* **Assignment**:
With images removed, transcribe each record exactly as it appears.

* **Dataset**:

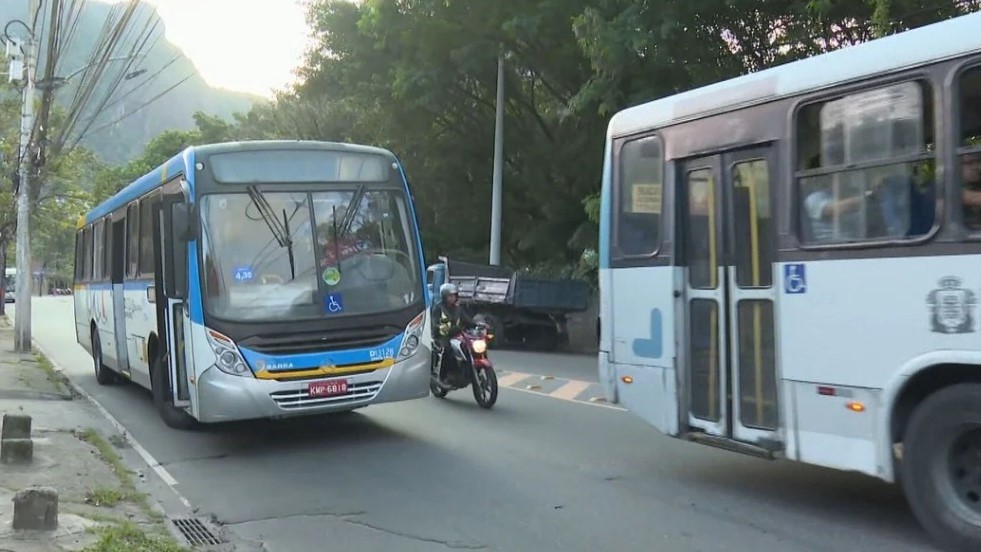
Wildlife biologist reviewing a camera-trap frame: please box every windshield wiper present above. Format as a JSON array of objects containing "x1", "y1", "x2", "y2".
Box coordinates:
[
  {"x1": 338, "y1": 183, "x2": 367, "y2": 237},
  {"x1": 330, "y1": 205, "x2": 342, "y2": 275},
  {"x1": 246, "y1": 185, "x2": 296, "y2": 280}
]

* **Finished exercise**:
Wildlife biologist reviewing a camera-trap frame: please box every windshield wiper present above. Format as a JSON array of objects containing "x1", "y1", "x2", "y2".
Box coordinates:
[
  {"x1": 338, "y1": 183, "x2": 367, "y2": 237},
  {"x1": 330, "y1": 205, "x2": 342, "y2": 275},
  {"x1": 246, "y1": 185, "x2": 296, "y2": 280}
]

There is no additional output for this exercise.